Data excerpts:
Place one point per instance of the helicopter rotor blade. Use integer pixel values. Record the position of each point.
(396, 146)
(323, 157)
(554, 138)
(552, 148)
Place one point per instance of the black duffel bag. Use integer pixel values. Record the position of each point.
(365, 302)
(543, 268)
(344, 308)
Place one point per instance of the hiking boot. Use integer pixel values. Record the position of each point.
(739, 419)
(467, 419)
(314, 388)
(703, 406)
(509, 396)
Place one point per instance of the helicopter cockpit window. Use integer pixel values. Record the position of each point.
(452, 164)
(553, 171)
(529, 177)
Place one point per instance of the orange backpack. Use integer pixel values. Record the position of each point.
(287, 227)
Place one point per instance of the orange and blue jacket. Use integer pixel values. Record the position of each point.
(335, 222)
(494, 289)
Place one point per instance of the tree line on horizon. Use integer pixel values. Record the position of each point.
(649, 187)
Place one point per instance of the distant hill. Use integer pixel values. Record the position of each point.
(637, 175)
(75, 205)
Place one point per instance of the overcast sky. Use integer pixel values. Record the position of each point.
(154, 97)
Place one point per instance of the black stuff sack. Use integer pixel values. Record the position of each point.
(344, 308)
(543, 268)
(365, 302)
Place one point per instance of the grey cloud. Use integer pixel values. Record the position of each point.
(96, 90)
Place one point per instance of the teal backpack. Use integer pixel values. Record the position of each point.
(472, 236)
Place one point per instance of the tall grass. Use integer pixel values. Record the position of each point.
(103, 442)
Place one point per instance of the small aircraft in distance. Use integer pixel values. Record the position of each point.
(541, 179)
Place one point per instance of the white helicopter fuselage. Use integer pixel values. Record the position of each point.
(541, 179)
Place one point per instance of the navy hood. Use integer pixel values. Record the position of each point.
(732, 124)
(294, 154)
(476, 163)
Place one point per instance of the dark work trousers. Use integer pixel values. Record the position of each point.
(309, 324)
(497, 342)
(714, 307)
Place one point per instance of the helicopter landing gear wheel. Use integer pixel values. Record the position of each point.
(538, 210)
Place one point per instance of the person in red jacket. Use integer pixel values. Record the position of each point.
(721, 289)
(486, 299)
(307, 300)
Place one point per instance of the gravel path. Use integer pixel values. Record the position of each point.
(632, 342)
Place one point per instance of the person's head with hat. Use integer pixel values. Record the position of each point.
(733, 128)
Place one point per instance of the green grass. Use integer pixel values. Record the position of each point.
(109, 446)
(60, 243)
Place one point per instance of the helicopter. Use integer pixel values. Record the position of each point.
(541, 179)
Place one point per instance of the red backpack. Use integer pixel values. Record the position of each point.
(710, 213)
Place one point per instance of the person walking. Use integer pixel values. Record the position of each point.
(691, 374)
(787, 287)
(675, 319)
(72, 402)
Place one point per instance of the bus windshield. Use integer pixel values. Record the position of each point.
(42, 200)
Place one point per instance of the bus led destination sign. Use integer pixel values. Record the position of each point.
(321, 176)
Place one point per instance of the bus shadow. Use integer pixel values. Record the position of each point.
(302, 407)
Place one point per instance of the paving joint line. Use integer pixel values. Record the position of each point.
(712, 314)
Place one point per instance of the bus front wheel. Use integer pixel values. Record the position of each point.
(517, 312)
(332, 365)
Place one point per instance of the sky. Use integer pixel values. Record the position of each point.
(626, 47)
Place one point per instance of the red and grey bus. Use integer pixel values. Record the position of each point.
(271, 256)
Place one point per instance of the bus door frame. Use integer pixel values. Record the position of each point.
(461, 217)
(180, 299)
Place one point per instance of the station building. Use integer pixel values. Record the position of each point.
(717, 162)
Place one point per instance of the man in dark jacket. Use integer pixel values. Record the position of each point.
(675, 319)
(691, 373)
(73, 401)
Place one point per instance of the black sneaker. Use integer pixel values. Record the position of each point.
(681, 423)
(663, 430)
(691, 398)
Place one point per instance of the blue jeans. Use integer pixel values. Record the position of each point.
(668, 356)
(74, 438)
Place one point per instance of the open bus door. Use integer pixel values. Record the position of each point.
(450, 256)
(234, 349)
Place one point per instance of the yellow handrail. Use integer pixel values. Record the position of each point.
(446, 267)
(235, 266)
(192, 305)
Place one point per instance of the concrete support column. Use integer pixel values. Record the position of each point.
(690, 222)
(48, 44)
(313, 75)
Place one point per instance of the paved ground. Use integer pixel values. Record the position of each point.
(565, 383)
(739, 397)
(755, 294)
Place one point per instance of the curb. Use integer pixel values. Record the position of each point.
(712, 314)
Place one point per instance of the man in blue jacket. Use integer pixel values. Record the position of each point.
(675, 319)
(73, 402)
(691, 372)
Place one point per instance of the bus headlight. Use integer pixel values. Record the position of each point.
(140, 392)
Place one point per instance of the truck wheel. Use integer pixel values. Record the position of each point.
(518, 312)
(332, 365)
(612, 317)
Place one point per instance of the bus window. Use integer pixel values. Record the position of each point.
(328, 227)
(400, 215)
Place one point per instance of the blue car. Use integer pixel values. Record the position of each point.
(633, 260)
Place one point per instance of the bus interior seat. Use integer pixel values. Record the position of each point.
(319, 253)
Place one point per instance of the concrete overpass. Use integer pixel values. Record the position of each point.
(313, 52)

Brief:
Retype the listing above without a single difference.

Exercise result:
Place one point per instance of the helicopter rotor blade. Use integer pixel values. Record the position of each point.
(396, 146)
(323, 157)
(554, 138)
(552, 148)
Place one point per instance of the black duffel bag. Use integer pixel values. Record the position of each point.
(365, 302)
(543, 268)
(344, 308)
Place one point per instance of the hiking boot. Use integer pixel values. Record the position of each point.
(739, 419)
(467, 419)
(314, 388)
(703, 406)
(509, 396)
Place one point per instance of the helicopter cockpit window. Use integer pixel values. Record the position of each point.
(452, 164)
(553, 171)
(529, 177)
Place one point per instance of the orange backpack. Use integer pixel values. Record the position of each point.
(287, 227)
Place one point per instance of the orange and blue jacket. Use integer pixel values. Record the position of each point.
(335, 222)
(494, 289)
Place one point per instance of the tree line on horizon. Use integer pixel values. Record the position of each point.
(649, 187)
Place one point per instance of the distant hill. Use integer pixel values. Record the position of each point.
(637, 175)
(75, 205)
Place one point per instance of the overcast sky. Use integer pixel values. Record the position of each point.
(154, 97)
Place one point per instance of the black stuff sack. Use integer pixel values. Record the position of each point.
(344, 308)
(543, 268)
(365, 302)
Place one point per instance of the grey cloud. Use integer pixel values. Record the position of each point.
(96, 90)
Place one point per instance of the teal backpack. Use integer pixel values. Record the position of each point.
(472, 236)
Place one point per instance of the tall grass. Use integer pixel values. Record the position of each point.
(103, 442)
Place one point per instance of the small aircraft in distance. Use integer pixel values. Record the position of each point.
(541, 179)
Place one point per instance of the white helicopter fuselage. Use integer pixel values. Record the position of each point.
(541, 179)
Place one point per instance of the navy hood. Use integer pixel values. Record the position of each point.
(732, 124)
(294, 154)
(476, 163)
Place one point per instance of the dark work trousers. Use integer pixel values. Record the position of each point.
(309, 324)
(497, 342)
(714, 307)
Place one point per instance of the helicopter landing gear wheel. Use integer pixel values. Record the position of each point.
(538, 210)
Place one point per instance of the person in red jacket. Use integer pixel values. Record the position of each point.
(721, 289)
(486, 299)
(307, 300)
Place one point per instance of the gravel path. Use integer pixel values. Record the position of each point.
(632, 342)
Place one point per instance of the person's head with hat. Use integer pixel values. Record the position of each point.
(733, 128)
Place one point per instance of the green grass. Use integer pixel values. Record the position of each point.
(109, 446)
(60, 243)
Place one point per instance of the helicopter. Use integer pixel values. Record the position of each point.
(541, 179)
Place one point per instance of the red backpack. Use integer pixel values. Record the position of each point.
(710, 213)
Place one point per instance of the person walking. Use integer pixel values. Record the position of each point.
(691, 374)
(787, 287)
(675, 319)
(72, 402)
Place one point per instance of the bus windshield. Use integer pixel values. Record the position of each point.
(42, 200)
Place one point per instance of the bus led destination sign. Use integer pixel values. Record the position of each point.
(321, 176)
Place one point per instance of the bus shadow. Use integer pixel values. Record the position of each point.
(302, 407)
Place one point per instance of the paving joint line. Use integer pixel values. Record the position of each point.
(712, 314)
Place one point per instance of the bus front wheel. Use integer pixel values. Record the position of each point.
(517, 312)
(332, 365)
Place one point per instance of the sky. Use integer pixel values. Record the position of each point.
(626, 47)
Place one point per instance of the red and grey bus. Use integer pixel values. Record the position of each point.
(271, 256)
Place one point per instance of the bus door frame. Use integer pixel values. Record the position of each point.
(461, 217)
(180, 299)
Place one point per instance of the station building. Use integer pixel values. Record the position of each point.
(717, 162)
Place one point per instance of the man in dark jacket. Use integer pixel values. Record the position of each point.
(675, 319)
(691, 373)
(73, 401)
Place one point per instance of the black sneaker. Use integer pixel values. Record the position of each point.
(681, 423)
(663, 430)
(691, 398)
Place one point per instance of the blue jeans. Use integer pixel values. Record the position of each point.
(668, 356)
(74, 438)
Place one point per instance of the open bus door. Use integer pixel values. Record the position of each point.
(450, 256)
(234, 349)
Place one point per instance of the yellow handrail. Use integer pixel values. Record the position of each point.
(446, 267)
(235, 266)
(192, 305)
Place one point per instance of the concrete support column. Use integer pixel values. Record the position of each point.
(690, 222)
(48, 44)
(313, 75)
Place one point per instance of the paved ground. Use integer pixel values. Record the position of each point.
(565, 383)
(739, 397)
(755, 294)
Place one point per instance of the curb. Use integer pixel values. Record the position of each point.
(712, 314)
Place one point per instance of the man in blue jacket. Use integer pixel values. Record the position of each point.
(675, 319)
(73, 402)
(691, 372)
Place one point per instance of the bus headlight. Use integer pixel values. Record the position of each point.
(140, 392)
Place one point per instance of the truck wheel. Use integer pixel values. Record the position of each point.
(518, 312)
(332, 365)
(612, 317)
Place one point per instance of the bus window. Use integer pixel values. Record the position of each point.
(328, 227)
(400, 215)
Place one point per instance of the blue car. Use integer pixel values. Record the position of each point.
(633, 260)
Place one point per instance of the bus interior seat. Use integer pixel values. Record the position of each point.
(319, 253)
Place one point per instance of the concrete overpass. Use integer pixel values. Record the position of each point.
(313, 52)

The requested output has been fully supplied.